SERIE DI COMPITI.
a – Elenchi tutti i titoli dei brani di Lack citati nella recensione dell'album di Pan Daijing.
b – Secondo la recensione dell'album di Pan Daijing, a quale età l'artista ha cominciato a danzare?
c – Prosegua la recensione dell'album Lack di Pan Daijing a partire dal punto in cui si interrompe.

TESTO FORNITO.

PAN DAIJING, Lack
Nella produzione artistica di Pan Daijing ritmo e movimento assumono un ruolo di assoluta preminenza. L’artista cinese, che da un paio d’anni vive a Berlino, ha incominciato a danzare all’età di tre anni e oggi la sua attività comprende un misto di musica, danza e teatro. Originaria della zona sud-est del suo Paese, ancora ricca di minoranze etniche e culturali, pare che da piccola Pan non avesse accesso ad internet e che la sua esposizione alla musica occidentale fosse limitata alle hit che riuscivano a penetrare il suo territorio. Più influente sulla sua formazione è stata la musica tradizionale, nelle molteplici sfumature che essa assumeva attorno a lei.
Se un difetto dobbiamo trovare al disco è una certa mancanza di organicità, dato che è praticamente diviso in due porzioni caratterizzate da stili ed atmosfere piuttosto differenti. La prima parte, diciamo le prime quattro tracce, è abbastanza scarna, sembra lasciare a bella posta i nervi scoperti, risentire più della dimensione performativa rispetto a quella destinata all’ascolto; la seconda è più orientata verso un noise ritmico e minimale, ed è caratterizzata da suoni di estrema efficacia. Lack inizia con la voce del soprano Yanwen Xiong che si libra sugli arpeggi bellamente sconclusionati di “Phenomenon”. “A Loving Tongue”, traccia due, è musica per Gamelan sintetici, “Practice Of Hygiene” vede Pan battere i pugni sulle corde gravi del pianoforte mentre un gemito di piacere muta rapidamente in rantolo e quindi in un pezzo di poesia sonora che sa di sberleffo. “Plate Of Order” vede di nuovo l’ingresso in scena della Xiong, questa volta su un sottofondo di scudisciate che dà al lavoro della compositrice cinese una ragione di vita all’interno di casa Pan, accostandolo ad altre cose passate in questi anni sotto le insegne di Bill Kouligas. La traccia numero cinque, “Act Of The Empress” sancisce il cambio di passo e ci riporta alle cose precedenti di Pan Daijing (un nastro del 2015 e un ep uscito qualche mese prima di Lack per un’etichetta di Dubai), sospese fra noise e techno, preservando quella abilità nel giocare con i cambi continui di velocità, principale retaggio esotico e tratto distintivo della musica della cinese. Più di qualche episodio ci conduce dalle parti di Pharmakon e Puce Mary: la traccia sei è fatta di tonfi, metallo e stridore, la sette è ruggiti e latrati elettronici che finiscono per saturare completamente lo spazio acustico. La otto, “The Nerve Meter” finisce per essere essenzialmente un esercizio stilistico su sintetizzatore detuned, noiosetta in verità; “A Situation Of Meat” è di nuovo lo stridere del metallo che stavolta va a infrangersi sulle corde gravi del pianoforte pompate con il sustain. “Lucid Morto”, l’episodio finale (oltre che il più interessante del lotto), si rifà tanto al minimalismo di Riley quanto al Giacinto Scelsi dei “Quattro Pezzi Su Una Nota Sola”: un bordone d’organo su cui si imperniano svolazzanti elucubrazioni.

DATI DI PARTENZA.
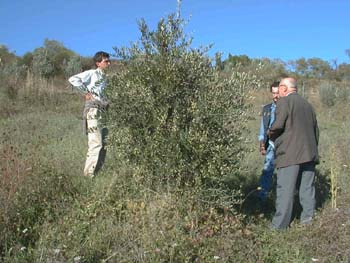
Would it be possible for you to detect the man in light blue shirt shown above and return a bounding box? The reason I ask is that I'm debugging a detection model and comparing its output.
[257,81,279,201]
[68,51,111,178]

SOLUZIONI DELL'ESERCIZIO.
a –
- "Phenomenon"
- "A Loving Tongue"
- "Practice Of Hygiene"
- "Plate Of Order"
- "Act Of The Empress"
- "The Nerve Meter"
- "A Situation Of Meat"
- "Lucid Morto"

b – A tre anni.

c –
L’immagine di copertina – opera di Ralf Marsault, il quale cita apertamente una foto di Man Ray del 1929 – ritrae Pan mentre, testa reclinata sulle spalle, sembra offrirci la giugulare: un riferimento al concetto di vulnerabilità che ritroviamo in parecchi lavori analoghi in cui sonorità estreme si legano ad un aspetto catartico e terapeutico. In definitiva i momenti più godibili di Lack rimangono proprio quelli in cui il rischio del “già sentito” sfiora i livelli di guardia.
Quello di Pan Daijing sembra un lavoro di ricerca che si estende in più direzioni, a cui si fa un po’ fatica a stare dietro e di cui spesso sfugge il senso, un’esplorazione musicale che, nelle parole della stessa, è ancora nelle sue prime fasi (“I still feel like I’m at a very early stage in what I do” dichiarava qualche mese fa in un’intervista suWire), intorno alla quale si è sviluppata grande curiosità, ma noi aspettiamo volentieri ulteriori e più compiute evoluzioni.